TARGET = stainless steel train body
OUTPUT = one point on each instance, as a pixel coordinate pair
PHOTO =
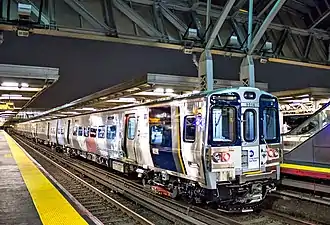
(223, 145)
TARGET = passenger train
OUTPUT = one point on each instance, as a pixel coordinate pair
(219, 148)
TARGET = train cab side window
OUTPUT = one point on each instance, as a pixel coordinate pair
(92, 132)
(249, 127)
(131, 123)
(86, 131)
(80, 131)
(161, 135)
(223, 121)
(75, 131)
(189, 132)
(101, 132)
(111, 132)
(270, 124)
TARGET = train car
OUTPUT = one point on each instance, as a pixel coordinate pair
(306, 148)
(219, 147)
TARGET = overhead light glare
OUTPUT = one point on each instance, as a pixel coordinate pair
(169, 90)
(159, 90)
(11, 95)
(86, 109)
(9, 84)
(24, 84)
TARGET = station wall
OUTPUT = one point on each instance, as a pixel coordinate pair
(88, 66)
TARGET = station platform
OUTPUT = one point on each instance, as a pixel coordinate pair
(27, 196)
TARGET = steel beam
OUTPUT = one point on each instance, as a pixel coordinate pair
(320, 19)
(35, 10)
(318, 49)
(266, 8)
(265, 25)
(136, 18)
(108, 17)
(84, 13)
(181, 26)
(308, 46)
(219, 23)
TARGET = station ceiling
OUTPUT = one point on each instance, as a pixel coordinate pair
(298, 33)
(139, 90)
(20, 86)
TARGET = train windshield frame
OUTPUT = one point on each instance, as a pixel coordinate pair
(269, 116)
(223, 126)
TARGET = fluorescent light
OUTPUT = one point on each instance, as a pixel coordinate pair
(11, 95)
(169, 90)
(86, 109)
(70, 112)
(159, 90)
(24, 84)
(9, 84)
(19, 89)
(14, 98)
(148, 93)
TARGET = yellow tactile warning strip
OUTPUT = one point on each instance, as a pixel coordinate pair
(52, 207)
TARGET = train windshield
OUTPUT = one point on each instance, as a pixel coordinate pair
(223, 125)
(270, 129)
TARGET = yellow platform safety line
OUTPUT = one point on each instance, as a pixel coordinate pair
(52, 207)
(309, 168)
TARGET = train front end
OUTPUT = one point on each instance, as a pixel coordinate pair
(242, 152)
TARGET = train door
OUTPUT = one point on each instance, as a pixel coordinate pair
(68, 132)
(250, 140)
(130, 133)
(48, 129)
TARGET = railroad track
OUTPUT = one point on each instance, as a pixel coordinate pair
(173, 211)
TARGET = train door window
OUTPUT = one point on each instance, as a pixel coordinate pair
(101, 132)
(161, 135)
(223, 121)
(111, 132)
(189, 132)
(75, 131)
(249, 125)
(80, 131)
(86, 131)
(131, 123)
(270, 124)
(92, 132)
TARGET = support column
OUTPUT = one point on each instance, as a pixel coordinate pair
(247, 76)
(205, 70)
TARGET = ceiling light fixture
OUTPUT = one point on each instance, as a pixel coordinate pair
##########
--- AIM ---
Give the material above as a JSON list of strings, one string per line, skipping blank lines and leaving out the pictures.

--- EXERCISE ANSWER ---
[
  "TARGET = stainless steel train body",
  "OUTPUT = one point on each instance, as a pixel coordinate pair",
  "PHOTO =",
  "(223, 145)",
  "TARGET = passenger train",
  "OUTPUT = one point on each instance, as a pixel coordinate pair",
  "(219, 148)",
  "TARGET = train cab side window",
  "OUTPUT = one point on each instance, as a pixel coordinate pair",
  "(92, 132)",
  "(249, 127)",
  "(131, 123)",
  "(86, 131)",
  "(80, 131)",
  "(161, 135)",
  "(223, 121)",
  "(75, 131)",
  "(189, 132)",
  "(101, 132)",
  "(111, 132)",
  "(270, 124)",
  "TARGET = train car",
  "OUTPUT = one point on each instance, as a pixel coordinate pair",
  "(306, 148)",
  "(219, 147)",
  "TARGET = overhead light glare",
  "OUTPUT = one point on each instance, as a pixel coordinate pair",
  "(169, 90)",
  "(159, 90)",
  "(11, 95)",
  "(86, 109)",
  "(9, 84)",
  "(24, 84)",
  "TARGET = station wall",
  "OUTPUT = one point on each instance, as a pixel coordinate pair",
  "(88, 66)",
  "TARGET = station platform",
  "OUTPUT = one point on each instance, as a pixel coordinate pair",
  "(27, 196)",
  "TARGET = steel beam",
  "OUTPUT = one point on each instance, as a pixel coordinate pair",
  "(320, 19)",
  "(35, 10)",
  "(318, 49)",
  "(266, 8)",
  "(265, 25)",
  "(136, 18)",
  "(108, 17)",
  "(84, 13)",
  "(181, 26)",
  "(308, 46)",
  "(219, 23)",
  "TARGET = station ceiling",
  "OUTPUT = one point on each instance, as a pixel coordinate pair",
  "(298, 33)",
  "(139, 90)",
  "(20, 86)",
  "TARGET = train windshield frame",
  "OUTPUT = one point on each instance, as a pixel coordinate pair",
  "(269, 116)",
  "(223, 126)",
  "TARGET = fluorescent light",
  "OUTPUT = one point on each instance, as a pixel coordinate pair",
  "(11, 95)",
  "(169, 90)",
  "(86, 109)",
  "(70, 112)",
  "(159, 90)",
  "(24, 84)",
  "(9, 84)",
  "(19, 89)",
  "(14, 98)",
  "(148, 93)",
  "TARGET = yellow tactile warning strip",
  "OUTPUT = one point on each instance, as a pixel coordinate pair",
  "(52, 207)",
  "TARGET = train windshield",
  "OUTPUT = one point on each instance, as a pixel coordinate pair",
  "(223, 125)",
  "(270, 129)",
  "TARGET = yellow platform safety line",
  "OUTPUT = one point on each instance, as a pixel coordinate pair",
  "(52, 207)",
  "(309, 168)",
  "TARGET = train front end",
  "OUTPUT = one point on each instance, as a pixel coordinate pair",
  "(242, 152)",
  "TARGET = train door",
  "OUTPUT = one point on each instance, as a pixel coordinate pair",
  "(68, 132)",
  "(250, 140)",
  "(130, 133)",
  "(48, 129)",
  "TARGET = railroad track",
  "OUTPUT = one point on each instance, as a pixel coordinate pair",
  "(173, 211)",
  "TARGET = train door window",
  "OUTPUT = one point on each instance, as a pixel coordinate pair",
  "(101, 132)",
  "(161, 135)",
  "(223, 121)",
  "(111, 132)",
  "(189, 132)",
  "(75, 131)",
  "(249, 125)",
  "(80, 131)",
  "(86, 131)",
  "(131, 123)",
  "(270, 124)",
  "(92, 132)",
  "TARGET = support column",
  "OUTPUT = one point on each instance, as a pixel coordinate pair",
  "(247, 76)",
  "(205, 70)",
  "TARGET = ceiling light fixture",
  "OUTPUT = one point on each instance, as a pixel coordinate pair"
]